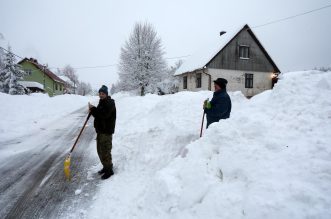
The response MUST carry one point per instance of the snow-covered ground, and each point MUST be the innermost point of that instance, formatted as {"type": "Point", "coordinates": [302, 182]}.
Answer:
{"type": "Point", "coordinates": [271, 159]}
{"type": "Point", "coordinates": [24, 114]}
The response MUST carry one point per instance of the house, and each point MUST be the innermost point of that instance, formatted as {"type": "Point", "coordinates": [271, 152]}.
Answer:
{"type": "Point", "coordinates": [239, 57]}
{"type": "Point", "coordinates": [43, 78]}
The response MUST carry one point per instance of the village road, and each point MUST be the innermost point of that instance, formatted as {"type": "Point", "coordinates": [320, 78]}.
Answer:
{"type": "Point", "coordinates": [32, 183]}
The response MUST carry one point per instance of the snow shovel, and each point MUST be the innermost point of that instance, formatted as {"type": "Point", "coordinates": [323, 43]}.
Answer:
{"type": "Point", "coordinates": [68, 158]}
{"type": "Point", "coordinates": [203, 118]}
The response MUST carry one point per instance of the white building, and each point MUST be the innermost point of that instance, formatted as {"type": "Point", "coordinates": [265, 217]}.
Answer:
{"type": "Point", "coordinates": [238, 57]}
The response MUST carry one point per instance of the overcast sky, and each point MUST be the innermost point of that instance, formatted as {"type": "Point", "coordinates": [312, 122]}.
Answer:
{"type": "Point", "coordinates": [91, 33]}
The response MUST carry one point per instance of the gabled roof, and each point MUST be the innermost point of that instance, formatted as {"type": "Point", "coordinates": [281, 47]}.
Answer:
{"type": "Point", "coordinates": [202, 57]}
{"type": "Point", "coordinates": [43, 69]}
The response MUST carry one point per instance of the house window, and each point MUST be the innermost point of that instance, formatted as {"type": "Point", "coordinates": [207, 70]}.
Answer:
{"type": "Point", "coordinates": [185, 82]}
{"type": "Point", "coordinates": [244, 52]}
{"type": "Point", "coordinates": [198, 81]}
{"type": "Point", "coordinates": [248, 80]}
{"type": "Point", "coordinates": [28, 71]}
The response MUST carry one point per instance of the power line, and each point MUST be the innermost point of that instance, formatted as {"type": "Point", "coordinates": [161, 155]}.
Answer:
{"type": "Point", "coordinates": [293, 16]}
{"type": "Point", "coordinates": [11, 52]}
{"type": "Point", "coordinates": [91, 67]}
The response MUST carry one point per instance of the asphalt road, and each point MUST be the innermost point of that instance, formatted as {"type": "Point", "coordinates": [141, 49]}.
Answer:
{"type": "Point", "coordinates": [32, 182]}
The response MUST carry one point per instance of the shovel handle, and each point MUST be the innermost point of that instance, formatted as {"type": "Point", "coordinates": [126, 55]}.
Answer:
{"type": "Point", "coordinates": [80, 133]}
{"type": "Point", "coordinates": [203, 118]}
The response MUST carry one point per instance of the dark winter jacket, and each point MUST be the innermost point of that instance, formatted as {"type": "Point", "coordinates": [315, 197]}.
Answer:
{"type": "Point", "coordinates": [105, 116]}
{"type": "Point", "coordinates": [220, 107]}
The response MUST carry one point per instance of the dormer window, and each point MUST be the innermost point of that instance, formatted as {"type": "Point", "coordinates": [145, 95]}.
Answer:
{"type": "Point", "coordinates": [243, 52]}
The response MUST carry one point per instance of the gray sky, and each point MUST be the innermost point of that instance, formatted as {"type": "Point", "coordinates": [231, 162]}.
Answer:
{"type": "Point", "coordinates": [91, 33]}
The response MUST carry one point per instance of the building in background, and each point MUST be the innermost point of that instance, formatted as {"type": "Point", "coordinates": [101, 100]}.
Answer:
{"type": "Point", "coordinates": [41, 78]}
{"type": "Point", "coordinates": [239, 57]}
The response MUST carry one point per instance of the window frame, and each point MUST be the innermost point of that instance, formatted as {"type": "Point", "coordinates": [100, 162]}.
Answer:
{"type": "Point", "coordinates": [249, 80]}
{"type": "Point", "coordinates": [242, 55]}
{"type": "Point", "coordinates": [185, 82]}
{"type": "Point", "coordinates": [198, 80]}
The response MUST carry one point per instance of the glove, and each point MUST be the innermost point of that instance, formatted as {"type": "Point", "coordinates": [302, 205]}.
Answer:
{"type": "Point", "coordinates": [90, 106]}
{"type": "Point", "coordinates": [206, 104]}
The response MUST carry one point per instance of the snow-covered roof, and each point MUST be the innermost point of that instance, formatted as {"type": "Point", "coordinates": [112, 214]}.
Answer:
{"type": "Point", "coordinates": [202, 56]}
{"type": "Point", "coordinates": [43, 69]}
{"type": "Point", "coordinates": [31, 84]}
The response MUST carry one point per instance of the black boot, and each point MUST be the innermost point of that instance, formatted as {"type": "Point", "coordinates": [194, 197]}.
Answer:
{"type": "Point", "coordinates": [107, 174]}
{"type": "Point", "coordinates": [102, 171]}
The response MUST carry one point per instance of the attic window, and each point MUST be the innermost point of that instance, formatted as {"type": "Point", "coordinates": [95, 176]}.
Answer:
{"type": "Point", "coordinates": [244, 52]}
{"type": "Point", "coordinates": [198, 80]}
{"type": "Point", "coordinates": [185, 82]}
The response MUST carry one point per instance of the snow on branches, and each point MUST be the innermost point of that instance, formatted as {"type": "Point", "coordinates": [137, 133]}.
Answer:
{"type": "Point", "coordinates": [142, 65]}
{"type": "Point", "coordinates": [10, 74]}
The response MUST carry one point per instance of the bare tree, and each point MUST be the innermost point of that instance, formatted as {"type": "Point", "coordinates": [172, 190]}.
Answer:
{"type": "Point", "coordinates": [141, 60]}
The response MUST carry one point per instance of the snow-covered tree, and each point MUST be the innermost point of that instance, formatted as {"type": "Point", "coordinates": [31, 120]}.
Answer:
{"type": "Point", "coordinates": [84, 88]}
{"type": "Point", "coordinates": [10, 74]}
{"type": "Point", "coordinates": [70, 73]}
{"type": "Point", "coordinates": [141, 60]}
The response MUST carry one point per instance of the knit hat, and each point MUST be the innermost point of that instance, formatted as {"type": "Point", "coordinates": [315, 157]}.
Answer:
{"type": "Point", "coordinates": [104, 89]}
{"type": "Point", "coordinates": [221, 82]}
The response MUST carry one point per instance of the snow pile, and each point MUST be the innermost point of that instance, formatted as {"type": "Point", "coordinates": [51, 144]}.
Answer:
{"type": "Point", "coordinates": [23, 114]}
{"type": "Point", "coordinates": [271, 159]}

## Short exercise
Above are records to transcribe exactly; leave their pictures out.

## Reply
The response MUST carry one point per instance of the snow-covered ground, and each point MUST be the innermost point of that instance, formatted as {"type": "Point", "coordinates": [302, 182]}.
Answer:
{"type": "Point", "coordinates": [271, 159]}
{"type": "Point", "coordinates": [24, 114]}
The response MUST carry one point per instance of the house, and each point MUST be the innermost point of that instance, formatted as {"type": "Point", "coordinates": [271, 152]}.
Answer:
{"type": "Point", "coordinates": [239, 57]}
{"type": "Point", "coordinates": [43, 78]}
The response MUST carry one point per instance of the village road, and each point MUST be the innermost point of that instance, formatted as {"type": "Point", "coordinates": [320, 78]}.
Answer:
{"type": "Point", "coordinates": [32, 183]}
The response MUST carry one point per instance of the snow shovel, and each point MUST be the innermost point of that instance, formatted as {"type": "Point", "coordinates": [323, 43]}.
Answer:
{"type": "Point", "coordinates": [68, 158]}
{"type": "Point", "coordinates": [203, 118]}
The response MUST carry one point per instance of the white building, and each point MUST be the innermost point of that instance, formatted as {"type": "Point", "coordinates": [265, 217]}.
Answer:
{"type": "Point", "coordinates": [238, 57]}
The response MUST carry one point per instance of the overcast sky, and each point MUST be the innermost point of that instance, formatted as {"type": "Point", "coordinates": [312, 122]}.
Answer:
{"type": "Point", "coordinates": [91, 33]}
The response MUST carry one point per instance of the gabled roof, and each point MUST be the innermost point of that instance, formatted as {"type": "Point", "coordinates": [281, 47]}.
Answer:
{"type": "Point", "coordinates": [202, 57]}
{"type": "Point", "coordinates": [43, 69]}
The response MUST carry one point per instance of the house window, and each point MUST be the innermost point of that instance, formatted as {"type": "Point", "coordinates": [207, 70]}.
Answer:
{"type": "Point", "coordinates": [185, 82]}
{"type": "Point", "coordinates": [244, 52]}
{"type": "Point", "coordinates": [198, 81]}
{"type": "Point", "coordinates": [248, 80]}
{"type": "Point", "coordinates": [28, 71]}
The response MUST carry one point per instance of the power line, and each point MUST be the innermost point of that instance, formatted as {"type": "Point", "coordinates": [161, 155]}.
Answer:
{"type": "Point", "coordinates": [293, 16]}
{"type": "Point", "coordinates": [11, 52]}
{"type": "Point", "coordinates": [91, 67]}
The response MUST carry one point per instance of the asphalt road, and each point MUST be the innermost point of that instance, formatted as {"type": "Point", "coordinates": [141, 49]}.
Answer:
{"type": "Point", "coordinates": [32, 182]}
The response MUST carry one point per instance of the shovel handle, and each point MUST be the innermost point of that instance, formatted as {"type": "Point", "coordinates": [126, 55]}.
Answer:
{"type": "Point", "coordinates": [80, 133]}
{"type": "Point", "coordinates": [203, 118]}
The response MUST carry one point per instance of the dark winter jacket, and each point MUST be the innermost point of that instance, formatted as {"type": "Point", "coordinates": [315, 197]}.
Answer:
{"type": "Point", "coordinates": [105, 116]}
{"type": "Point", "coordinates": [220, 107]}
The response MUST carry one point per instance of the dormer window, and each point MUST be the innermost point of that instance, formatted as {"type": "Point", "coordinates": [145, 95]}.
Answer:
{"type": "Point", "coordinates": [243, 52]}
The response MUST carry one point per instance of the gray sky, and each point MUST be the innermost point of that instance, formatted as {"type": "Point", "coordinates": [231, 162]}.
Answer:
{"type": "Point", "coordinates": [91, 33]}
The response MUST carry one point per instance of the building in background, and each point MUST be the innermost point of that instance, formatted as {"type": "Point", "coordinates": [101, 100]}.
Answer:
{"type": "Point", "coordinates": [41, 78]}
{"type": "Point", "coordinates": [239, 57]}
The response MUST carry one point per instance of the window frame, and each point MUST be the innermost point of that instance, formatted as {"type": "Point", "coordinates": [100, 162]}.
Answer:
{"type": "Point", "coordinates": [249, 80]}
{"type": "Point", "coordinates": [242, 55]}
{"type": "Point", "coordinates": [185, 82]}
{"type": "Point", "coordinates": [198, 80]}
The response MUST carry one point per instance of the glove, and each point MUST be the innermost point of that instance, formatted as {"type": "Point", "coordinates": [302, 205]}.
Answer:
{"type": "Point", "coordinates": [90, 106]}
{"type": "Point", "coordinates": [206, 104]}
The response MUST carry one point per instance of the snow-covered roof, and each point MUST be the innermost point of that instance, formatted as {"type": "Point", "coordinates": [112, 214]}.
Answer:
{"type": "Point", "coordinates": [202, 56]}
{"type": "Point", "coordinates": [43, 69]}
{"type": "Point", "coordinates": [31, 84]}
The response MUST carry one point per instance of the black boot, and each point MUST be the innermost point of that instance, formatted as {"type": "Point", "coordinates": [194, 197]}.
Answer:
{"type": "Point", "coordinates": [107, 174]}
{"type": "Point", "coordinates": [102, 171]}
The response MUST carry one point per instance of the attic window, and each point MUST be the innermost point of that instance, formatted as {"type": "Point", "coordinates": [95, 176]}.
Answer:
{"type": "Point", "coordinates": [244, 52]}
{"type": "Point", "coordinates": [198, 80]}
{"type": "Point", "coordinates": [185, 82]}
The response MUST carry one point per instance of the snow on branches, and each point MUST be the innermost point of that instance, formatted as {"type": "Point", "coordinates": [137, 133]}.
Answer:
{"type": "Point", "coordinates": [142, 65]}
{"type": "Point", "coordinates": [10, 74]}
The response MUST carry one point per instance of the bare tree, and each point MUST be the innermost point of that instance, formatted as {"type": "Point", "coordinates": [172, 190]}.
Answer:
{"type": "Point", "coordinates": [141, 60]}
The response MUST carry one point per instance of the snow-covered tree, and each point MUST be the innermost point of that instance, formatted as {"type": "Point", "coordinates": [31, 120]}.
Answer:
{"type": "Point", "coordinates": [84, 88]}
{"type": "Point", "coordinates": [10, 74]}
{"type": "Point", "coordinates": [70, 73]}
{"type": "Point", "coordinates": [141, 60]}
The response MUST carry one point per instance of the knit hat, and each point MUST be the innermost point of that instance, formatted as {"type": "Point", "coordinates": [315, 157]}.
Answer:
{"type": "Point", "coordinates": [104, 89]}
{"type": "Point", "coordinates": [221, 82]}
The response MUST carry one point per instance of the snow pile, and each point MUST be the innermost point of that instance, formatted as {"type": "Point", "coordinates": [51, 144]}.
Answer:
{"type": "Point", "coordinates": [23, 114]}
{"type": "Point", "coordinates": [271, 159]}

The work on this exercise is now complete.